Task instructions:
A. Translate this sentence from the statement about the Town Hall Hotel into Spanish: "Beams of light passing through windows cast lattice shadows on the carpets that flicker and fade as clouds move overhead."
B. In the statement about the Town Hall Hotel, list every meaning that the dictionary-style entry gives for the word "echo".
C. Reproduce word for word the part of the statement about the Town Hall Hotel that begins at the words "echo ek' ō, n" and stops after the words "lightbox objects themselves.".

Text passage:
— begin —
"On my first visit to the Town Hall Hotel I was instantly drawn to its glass and stained glass features. Through mirror-reflection and light play these features actuate the space and help bring about the fusion of old and new that is so integral to the site. Glass partitions and window panes reflect images of the hotel back onto itself: as I move through the building opening and closing glass-fronted doors, I see duplicate corridors appearing, rotating and disappearing again in their panels. Beams of light passing through windows cast lattice shadows on the carpets that flicker and fade as clouds move overhead. Edwardian geometries and chinks of coloured light are projected over walls in fleeting collages. Thresholds between spaces are momentarily blurred."
ECHOES
Lightbox diptych, 180x90x6cm (each)
echo ek' ō, n (in pl) reverberations or repercussions; repetition; imitation; something that reminds one of something; a memory evoked
Through an experimental projection and re-capture process using 35mm slides and medium format film, photographs of art deco windows are combined to form new, ambiguous glass structures. Presented as large-scale lightboxes, the works project illusions of natural light into the Town Hall Hotel's basement corridor. Exploring the role of natural and electrical lighting in designed social spaces; the artificial environment of 'the hotel' where
...with their plants, reflective surfaces and curved columns, an illusory space, neither inside or outside is constructed**; and the material qualities of glass - as represented in the photographic images and in the lightbox objects themselves.
— end —
Stored data:
— begin —
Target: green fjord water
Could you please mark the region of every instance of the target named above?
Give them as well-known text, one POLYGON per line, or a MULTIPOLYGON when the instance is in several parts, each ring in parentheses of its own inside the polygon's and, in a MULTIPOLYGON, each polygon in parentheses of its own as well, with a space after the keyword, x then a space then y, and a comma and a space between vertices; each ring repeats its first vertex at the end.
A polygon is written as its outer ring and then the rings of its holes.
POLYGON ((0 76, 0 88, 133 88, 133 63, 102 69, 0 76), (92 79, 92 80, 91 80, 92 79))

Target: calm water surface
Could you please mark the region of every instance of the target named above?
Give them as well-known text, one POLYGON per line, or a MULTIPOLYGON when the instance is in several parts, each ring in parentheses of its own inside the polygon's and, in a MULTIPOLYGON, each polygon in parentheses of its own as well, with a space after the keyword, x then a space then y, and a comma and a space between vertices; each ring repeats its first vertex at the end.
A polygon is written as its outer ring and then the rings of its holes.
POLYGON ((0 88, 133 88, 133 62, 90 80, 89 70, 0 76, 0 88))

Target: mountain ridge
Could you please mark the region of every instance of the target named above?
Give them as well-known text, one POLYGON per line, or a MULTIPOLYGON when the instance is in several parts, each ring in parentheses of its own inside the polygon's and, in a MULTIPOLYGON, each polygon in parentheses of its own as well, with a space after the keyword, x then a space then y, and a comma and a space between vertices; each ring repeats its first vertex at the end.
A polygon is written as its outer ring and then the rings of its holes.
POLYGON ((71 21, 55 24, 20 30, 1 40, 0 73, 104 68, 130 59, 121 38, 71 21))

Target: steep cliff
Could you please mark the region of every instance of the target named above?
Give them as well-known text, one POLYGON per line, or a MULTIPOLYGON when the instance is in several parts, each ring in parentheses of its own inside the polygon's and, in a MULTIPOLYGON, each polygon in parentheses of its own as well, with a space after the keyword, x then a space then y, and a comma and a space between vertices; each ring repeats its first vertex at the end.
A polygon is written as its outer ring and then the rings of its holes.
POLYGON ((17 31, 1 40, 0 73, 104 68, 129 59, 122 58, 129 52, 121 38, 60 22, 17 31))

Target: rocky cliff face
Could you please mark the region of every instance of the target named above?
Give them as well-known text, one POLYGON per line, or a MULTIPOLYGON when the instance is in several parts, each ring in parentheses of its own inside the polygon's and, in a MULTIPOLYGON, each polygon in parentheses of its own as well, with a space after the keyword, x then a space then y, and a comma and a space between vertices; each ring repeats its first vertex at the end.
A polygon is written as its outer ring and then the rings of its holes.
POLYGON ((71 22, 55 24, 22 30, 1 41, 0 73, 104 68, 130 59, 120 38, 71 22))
— end —
Replies:
A. Los haces de luz que atraviesan las ventanas proyectan sombras de celosía sobre las alfombras, que parpadean y se desvanecen mientras las nubes pasan por encima.

B.
- reverberations or repercussions
- repetition
- imitation
- something that reminds one of something
- a memory evoked

C.
echo ek' ō, n (in pl) reverberations or repercussions; repetition; imitation; something that reminds one of something; a memory evoked
Through an experimental projection and re-capture process using 35mm slides and medium format film, photographs of art deco windows are combined to form new, ambiguous glass structures. Presented as large-scale lightboxes, the works project illusions of natural light into the Town Hall Hotel's basement corridor. Exploring the role of natural and electrical lighting in designed social spaces; the artificial environment of 'the hotel' where
...with their plants, reflective surfaces and curved columns, an illusory space, neither inside or outside is constructed**; and the material qualities of glass - as represented in the photographic images and in the lightbox objects themselves.